Assume determinacy and work in $$L(\mathbb R)$$. Suppose that $$X$$ is not well-orderable (this means that $$\mathbb R$$ injects into $$X$$). Does $$X$$ admit a paradoxical partition?
In comments, Gabe Goldberg suggested that this may be the case, which I also suspect, but I do not see how to proceed. In particular, I do not see how to take advantage of a paradoxical partition of $$\mathbb R$$ to obtain one of $$\mathcal P(\mathbb R)$$. (Note that $$2^{|\mathbb R|}=2^{|\mathbb R/E_0|}$$.)
Working in $$L(\mathbb R)$$ under determinacy is more or less just a test case, and any suggestions or partial answers under other assumptions are definitely welcome.

# SHORT PROBLEM A
Identify every line in the records below that contains the string "column", and copy each one. Matching is case-sensitive.

# INPUT DATA
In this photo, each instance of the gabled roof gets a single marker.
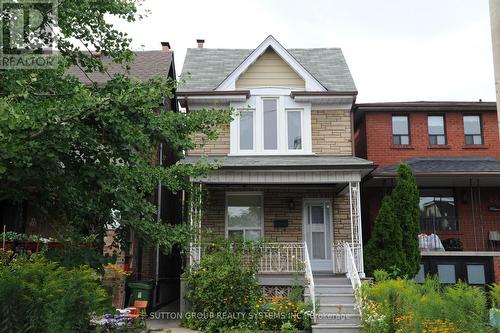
(146, 65)
(206, 69)
(446, 165)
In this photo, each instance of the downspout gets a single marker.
(473, 211)
(495, 43)
(158, 220)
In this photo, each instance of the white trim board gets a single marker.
(280, 177)
(311, 83)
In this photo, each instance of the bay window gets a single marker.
(270, 109)
(246, 137)
(271, 125)
(294, 129)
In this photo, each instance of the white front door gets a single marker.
(317, 233)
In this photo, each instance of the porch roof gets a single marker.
(310, 169)
(297, 162)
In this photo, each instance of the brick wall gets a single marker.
(473, 224)
(276, 207)
(379, 137)
(214, 147)
(496, 269)
(331, 132)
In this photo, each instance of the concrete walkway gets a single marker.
(168, 320)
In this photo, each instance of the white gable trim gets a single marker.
(229, 82)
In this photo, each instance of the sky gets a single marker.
(397, 50)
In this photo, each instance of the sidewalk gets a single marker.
(167, 325)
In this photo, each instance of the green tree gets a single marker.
(394, 244)
(407, 211)
(78, 153)
(384, 250)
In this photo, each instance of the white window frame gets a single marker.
(278, 123)
(226, 222)
(238, 118)
(285, 103)
(301, 112)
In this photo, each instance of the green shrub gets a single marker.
(405, 306)
(40, 296)
(494, 294)
(288, 328)
(222, 291)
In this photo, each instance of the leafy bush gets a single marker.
(40, 296)
(223, 289)
(404, 306)
(394, 243)
(273, 313)
(495, 295)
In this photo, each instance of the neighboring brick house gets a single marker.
(453, 149)
(289, 175)
(145, 262)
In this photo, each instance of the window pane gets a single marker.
(436, 125)
(252, 235)
(475, 274)
(437, 210)
(472, 125)
(244, 211)
(246, 130)
(294, 124)
(400, 125)
(317, 215)
(235, 235)
(446, 273)
(420, 275)
(318, 242)
(270, 124)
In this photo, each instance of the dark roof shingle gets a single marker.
(204, 69)
(146, 65)
(444, 165)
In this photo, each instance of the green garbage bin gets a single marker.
(139, 291)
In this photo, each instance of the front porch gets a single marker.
(294, 226)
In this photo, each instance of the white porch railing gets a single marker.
(352, 273)
(274, 257)
(339, 257)
(309, 278)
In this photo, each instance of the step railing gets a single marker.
(339, 259)
(309, 278)
(352, 273)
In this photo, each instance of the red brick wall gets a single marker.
(473, 224)
(496, 269)
(379, 137)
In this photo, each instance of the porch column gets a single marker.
(356, 227)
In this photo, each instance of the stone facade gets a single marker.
(331, 132)
(276, 201)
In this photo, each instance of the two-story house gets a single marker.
(288, 173)
(453, 150)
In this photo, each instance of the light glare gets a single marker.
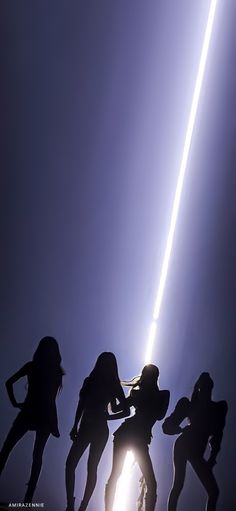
(123, 483)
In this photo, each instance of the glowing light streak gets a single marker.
(122, 490)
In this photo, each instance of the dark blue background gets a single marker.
(94, 101)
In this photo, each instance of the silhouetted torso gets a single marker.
(40, 403)
(150, 406)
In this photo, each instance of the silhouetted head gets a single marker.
(149, 376)
(106, 367)
(47, 352)
(204, 382)
(203, 387)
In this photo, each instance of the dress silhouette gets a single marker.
(135, 434)
(100, 388)
(38, 411)
(206, 423)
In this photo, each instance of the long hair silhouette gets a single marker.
(38, 411)
(135, 433)
(206, 421)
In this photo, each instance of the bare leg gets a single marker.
(145, 463)
(208, 480)
(41, 439)
(180, 462)
(17, 431)
(77, 449)
(119, 453)
(96, 449)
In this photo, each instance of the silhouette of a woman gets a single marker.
(135, 433)
(100, 388)
(38, 411)
(206, 423)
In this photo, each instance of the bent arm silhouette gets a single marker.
(24, 371)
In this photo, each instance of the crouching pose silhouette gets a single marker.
(134, 434)
(206, 423)
(100, 388)
(38, 412)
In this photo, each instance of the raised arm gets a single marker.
(24, 371)
(120, 409)
(216, 438)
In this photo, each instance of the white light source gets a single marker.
(123, 483)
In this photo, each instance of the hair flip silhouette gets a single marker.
(38, 411)
(135, 434)
(100, 388)
(206, 423)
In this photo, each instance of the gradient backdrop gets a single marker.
(94, 101)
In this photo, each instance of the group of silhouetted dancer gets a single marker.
(102, 398)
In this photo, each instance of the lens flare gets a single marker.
(123, 483)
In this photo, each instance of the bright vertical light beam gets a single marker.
(182, 170)
(121, 495)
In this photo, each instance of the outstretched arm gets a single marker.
(24, 371)
(171, 425)
(122, 409)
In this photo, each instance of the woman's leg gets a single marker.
(180, 461)
(76, 451)
(41, 439)
(145, 464)
(208, 480)
(17, 431)
(95, 452)
(119, 453)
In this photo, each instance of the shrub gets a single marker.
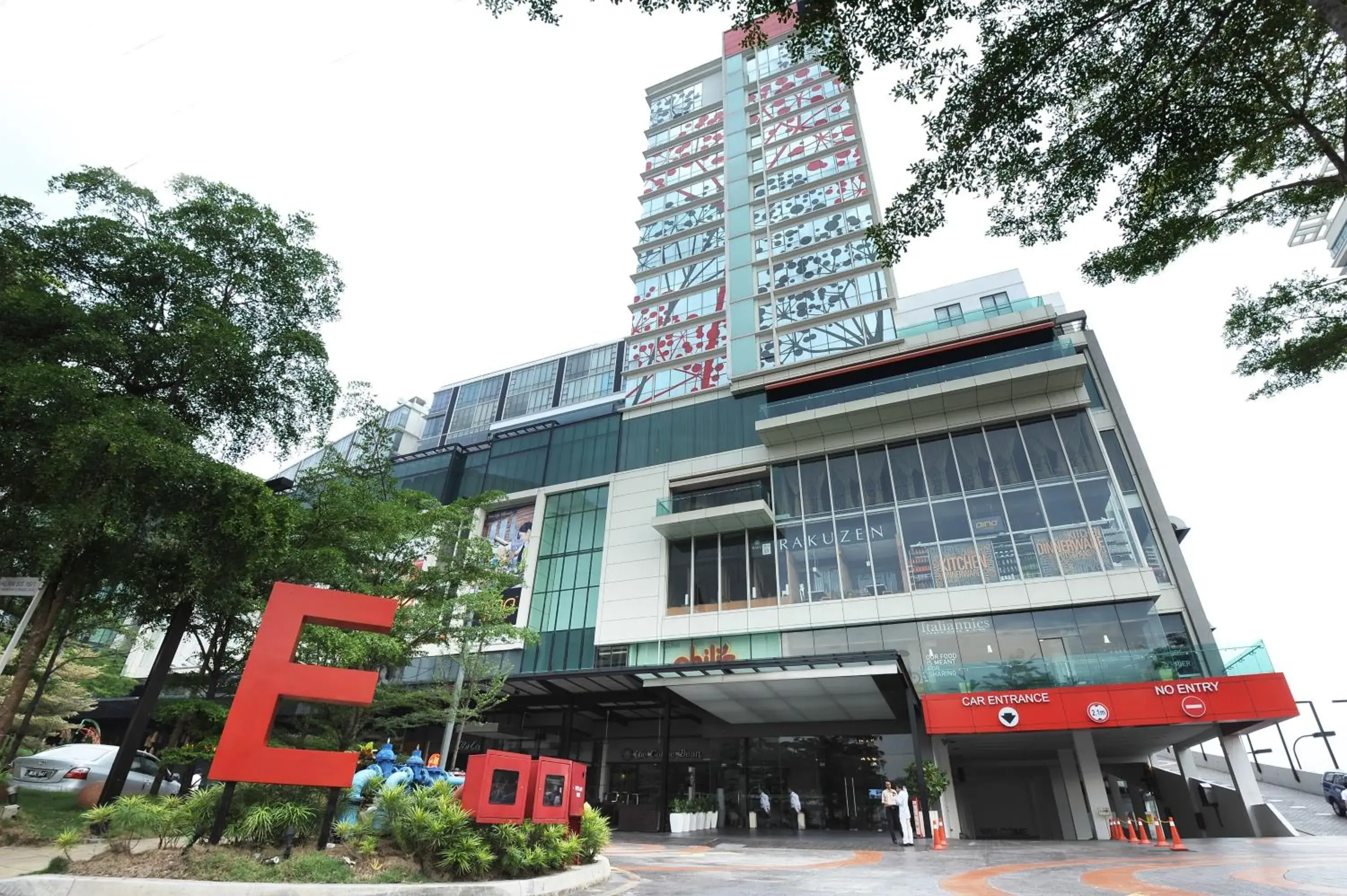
(316, 868)
(596, 835)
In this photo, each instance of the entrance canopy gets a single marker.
(849, 688)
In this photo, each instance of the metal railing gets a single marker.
(685, 502)
(1110, 668)
(992, 363)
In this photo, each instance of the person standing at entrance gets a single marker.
(892, 804)
(904, 814)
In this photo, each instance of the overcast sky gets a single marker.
(477, 182)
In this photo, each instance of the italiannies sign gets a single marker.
(1237, 698)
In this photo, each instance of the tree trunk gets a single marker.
(1334, 13)
(53, 602)
(35, 703)
(178, 622)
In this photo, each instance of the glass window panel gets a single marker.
(997, 556)
(1024, 510)
(876, 486)
(792, 565)
(786, 491)
(1141, 626)
(1120, 461)
(705, 575)
(681, 576)
(1062, 505)
(919, 544)
(1008, 455)
(951, 521)
(846, 482)
(1046, 455)
(884, 552)
(825, 576)
(974, 463)
(1077, 550)
(735, 572)
(960, 564)
(1104, 510)
(1079, 439)
(942, 666)
(1038, 556)
(938, 460)
(908, 482)
(814, 487)
(854, 554)
(1149, 544)
(762, 568)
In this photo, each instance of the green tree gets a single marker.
(1184, 120)
(139, 336)
(357, 531)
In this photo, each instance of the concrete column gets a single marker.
(1097, 798)
(1114, 795)
(1075, 797)
(1242, 775)
(1059, 791)
(949, 802)
(1189, 769)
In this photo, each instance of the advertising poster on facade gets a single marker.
(511, 533)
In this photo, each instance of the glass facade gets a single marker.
(477, 406)
(531, 390)
(565, 599)
(813, 171)
(589, 375)
(1008, 503)
(821, 197)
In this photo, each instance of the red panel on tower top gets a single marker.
(772, 27)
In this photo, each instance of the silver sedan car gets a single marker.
(75, 766)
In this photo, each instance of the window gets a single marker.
(531, 390)
(477, 403)
(589, 375)
(762, 569)
(681, 577)
(999, 303)
(949, 314)
(735, 572)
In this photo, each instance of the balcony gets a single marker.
(996, 378)
(1112, 668)
(731, 509)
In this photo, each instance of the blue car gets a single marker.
(1335, 791)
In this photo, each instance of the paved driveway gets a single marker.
(865, 865)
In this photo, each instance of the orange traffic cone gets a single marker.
(1174, 833)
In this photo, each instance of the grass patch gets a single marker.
(41, 818)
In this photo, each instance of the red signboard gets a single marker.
(1237, 698)
(273, 674)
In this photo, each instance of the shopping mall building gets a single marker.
(798, 529)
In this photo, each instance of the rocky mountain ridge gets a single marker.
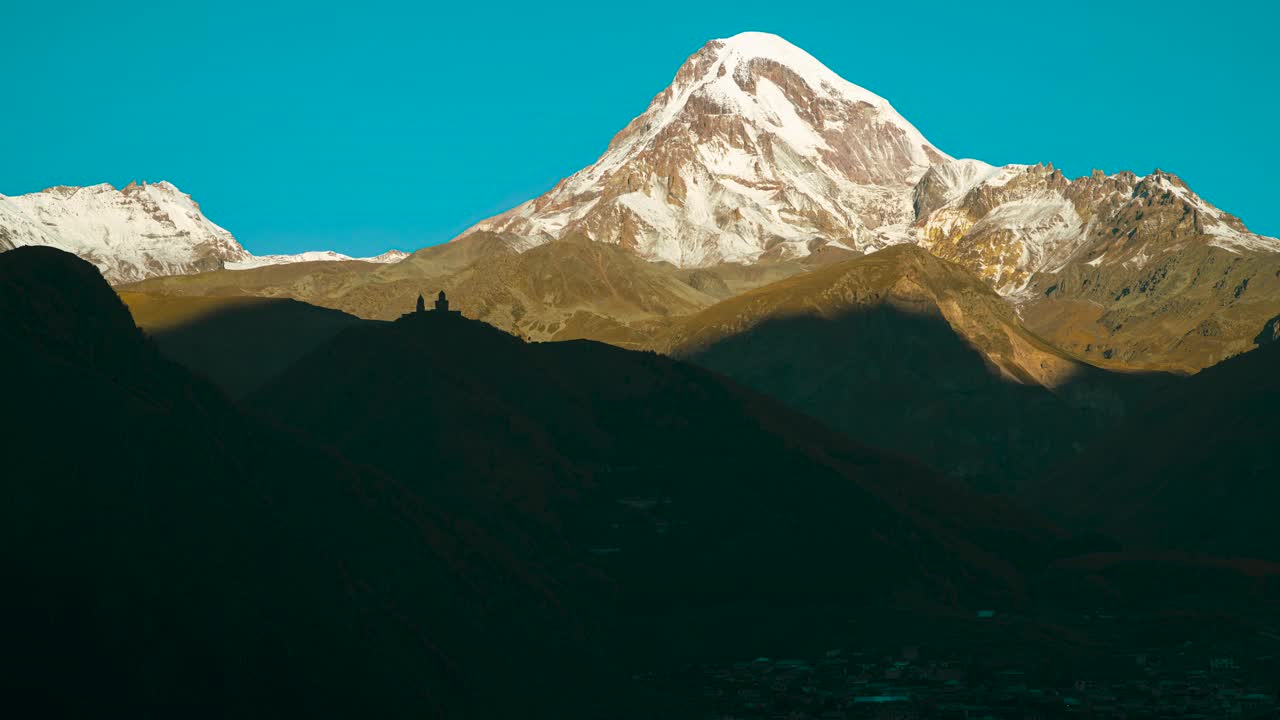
(137, 232)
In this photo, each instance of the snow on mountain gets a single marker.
(755, 150)
(137, 232)
(1010, 224)
(131, 233)
(312, 256)
(758, 151)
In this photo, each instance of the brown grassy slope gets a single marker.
(1188, 308)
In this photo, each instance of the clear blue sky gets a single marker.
(371, 124)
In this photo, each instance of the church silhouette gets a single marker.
(442, 305)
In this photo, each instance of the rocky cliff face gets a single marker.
(138, 232)
(1121, 269)
(759, 153)
(755, 151)
(131, 233)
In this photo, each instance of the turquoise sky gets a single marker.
(373, 124)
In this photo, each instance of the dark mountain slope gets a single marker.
(240, 342)
(165, 556)
(694, 496)
(1197, 469)
(905, 351)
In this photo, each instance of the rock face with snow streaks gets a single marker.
(755, 151)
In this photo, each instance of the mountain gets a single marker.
(562, 290)
(131, 233)
(1125, 270)
(237, 342)
(757, 153)
(168, 555)
(695, 496)
(1194, 469)
(906, 351)
(755, 150)
(137, 232)
(312, 256)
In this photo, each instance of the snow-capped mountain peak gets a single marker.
(755, 147)
(140, 231)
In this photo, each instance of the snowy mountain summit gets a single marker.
(755, 149)
(758, 151)
(132, 233)
(141, 231)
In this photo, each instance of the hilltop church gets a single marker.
(442, 305)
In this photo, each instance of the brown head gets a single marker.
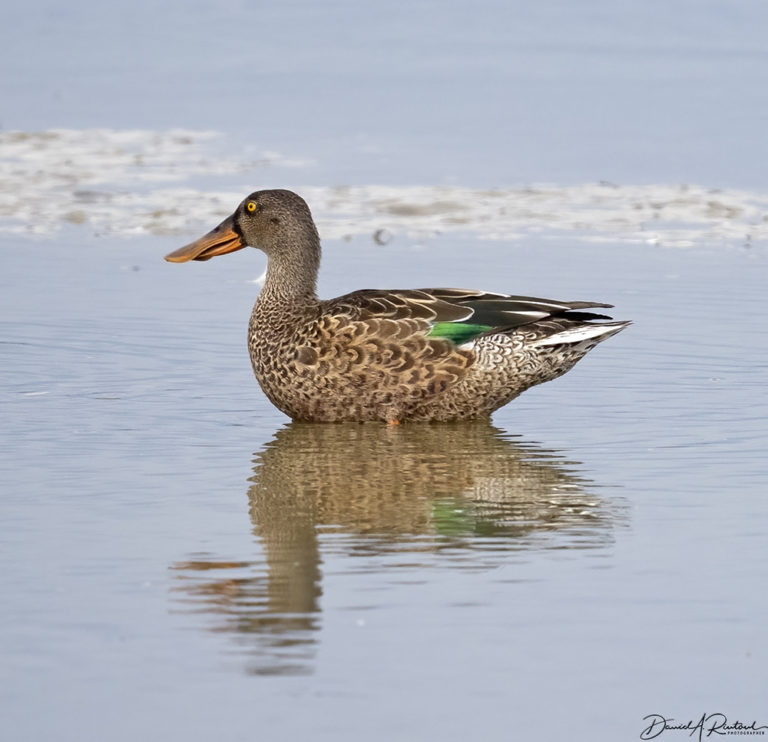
(278, 222)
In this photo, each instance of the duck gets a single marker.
(389, 356)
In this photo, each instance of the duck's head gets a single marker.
(273, 221)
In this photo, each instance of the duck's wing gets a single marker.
(458, 315)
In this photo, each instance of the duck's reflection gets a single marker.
(461, 495)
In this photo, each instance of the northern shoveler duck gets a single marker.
(392, 356)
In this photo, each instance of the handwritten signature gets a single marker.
(708, 725)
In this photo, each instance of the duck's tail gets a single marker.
(582, 333)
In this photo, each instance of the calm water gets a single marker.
(181, 562)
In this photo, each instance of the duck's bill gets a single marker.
(218, 241)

# SHORT PROBLEM B
Reproduce the stretch of the paradoxical-partition question from "Working in $$L(\mathbb" through "are definitely welcome.", unchanged.

# WRITTEN REPLY A
In this photo, each instance of the porch column gets a single marker.
In this photo, each instance of the concrete column gets a single marker.

# WRITTEN REPLY B
Working in $$L(\mathbb R)$$ under determinacy is more or less just a test case, and any suggestions or partial answers under other assumptions are definitely welcome.